AUSGANGSTEXT:
= = = = =

Er kam, sah und zerstörte
In den Videoarbeiten von Cyprien Gaillard und Kader Attia steht der Entdeckungsgeist des Menschen im Fokus und erzeugt einen bitteren Beigeschmack. Wie Humboldt früher, bereist der Mensch auch heute die Weltkugel – von der Entdeckungsreise zur Antarktis bis tief hinein in die Wälder Südamerikas. Lebende Trophäen wie etwa Vögel werden auch heute noch aus den exotischen Ländern geraubt und ihre Lebensräume zerstört. Fast romantisch mutet es dem Betrachter in Gaillards Videoarbeit „KOE“ an, dem Schwarm grüner Halsbandsittiche zuzusehen, wie sie in Endlosschleife durch die Düsseldorfer Altstadt hin zur Luxusmeile KÖ dem Sonnenuntergang entgegen fliegen. Es dauert einen Moment bis man realisiert, dass diese Vögel aus ihrem natürlichen Umfeld gestohlen wurden und in Käfigen aus Afrika und Asien nach Europa deportiert werden mussten.
Attia zeigt mit „Mimesis as Resistance“ den australischen Prachteierschwanz während seines Balzrituals. Ein schöner Singvogel, der für die Gunst des Weibchens jegliche Laute seiner Umgebung adaptiert. Auf schaurige Art und Weise imitiert der Vogel ein ausfahrendes Kameraobjektiv und spiegelt damit die Infiltration des Menschen seines Lebensraums. Das Klicken des Autofokus wird von dem Geräusch einer Kettensäge aus dem Hals des Singvogels übertroffen und zeigt das Ausmaß der Tragödie; die Zerstörung seines Lebensraumes durch den Menschen.

= = = = =

BEREITGESTELLTE DATEN:
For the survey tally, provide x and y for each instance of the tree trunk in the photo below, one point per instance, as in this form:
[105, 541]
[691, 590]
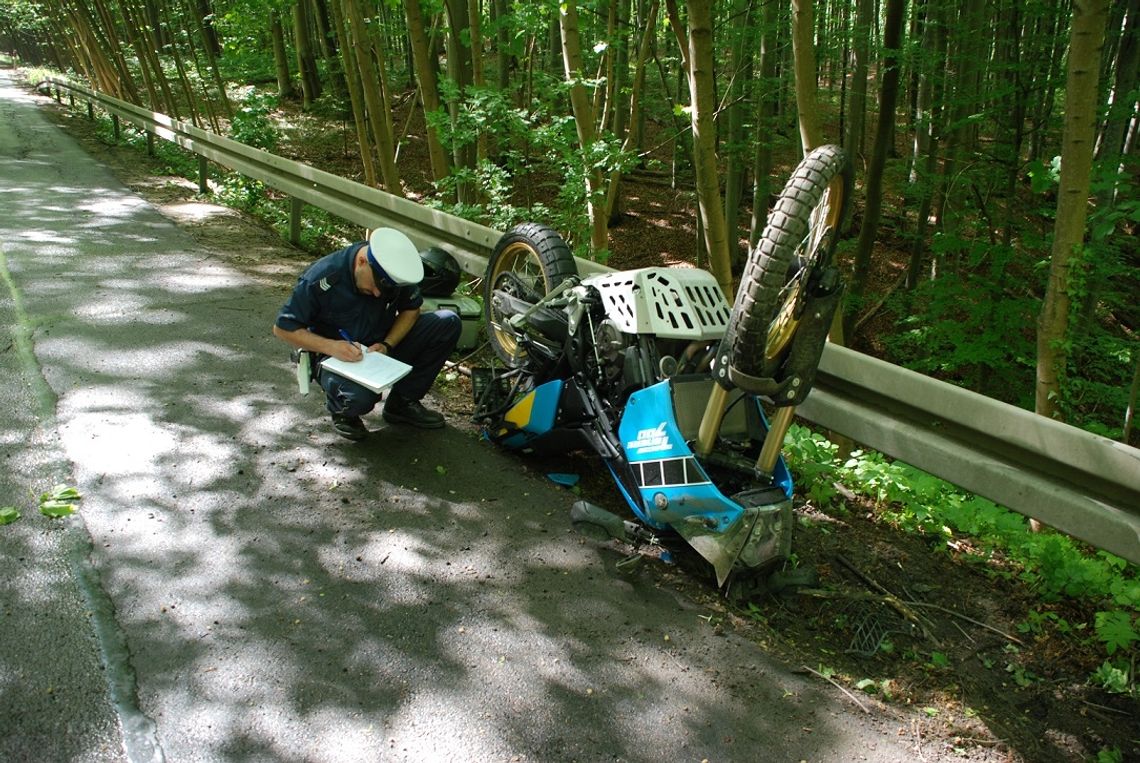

= = = = =

AUFGABEN:
1) Fasse den Ausgangstext über die Videoarbeiten von Gaillard und Attia in zwei Sätzen zusammen.
2) Führe den Ausgangstext über die Videoarbeiten von Gaillard und Attia im Anschluss an seinen letzten Satz weiter.

LÖSUNGEN:
1) In den Videoarbeiten von Cyprien Gaillard und Kader Attia steht der Entdeckungsgeist des Menschen im Fokus, der bis heute Vögel aus exotischen Ländern raubt und ihre Lebensräume zerstört. Gaillards „KOE“ zeigt Halsbandsittiche, die aus ihrem natürlichen Umfeld gestohlen wurden und nun durch die Düsseldorfer Altstadt fliegen, während Attias „Mimesis as Resistance“ einen australischen Singvogel bei der Balz zeigt, der ein Kameraobjektiv und eine Kettensäge imitiert und so die Zerstörung seines Lebensraums durch den Menschen spiegelt.

2)
Wo der Mensch nicht hinkommt
Im Erdgeschoss zeigt Stoschek die Videoarbeit „Blow Debris“ des US-amerikanischen Künstlers Doug Aitken. Der Videofilm widmet sich dem Menschen und dem Preis, den er für die Zivilisation zahlt. In seiner Bild-Ton-Collage zeigt Aitken Frauen und Männer, nackt, im Kontrast zu hinterlassenen Gütern der Zivilisation in der Wüste in einer post-apokalyptischen Atmosphäre. Im Showdown lösen sich Gegenstände in einem Sandsturm genau wie die Körper der Protagonisten selbst auf, die sich ruhig ihrem Schicksal hingeben. Die naheliegende Assoziation mit „Dummy Towns“, Städte die für Atombombentest in den 50er-Jahren in der nordamerikanischen Wüste gebaut wurden, ist kaum zu verdrängen. Das Grübeln um die Fragen nach der eigenen Verantwortung für Natur und Mensch kumulieren in diesem letzten Teil der Ausstellung.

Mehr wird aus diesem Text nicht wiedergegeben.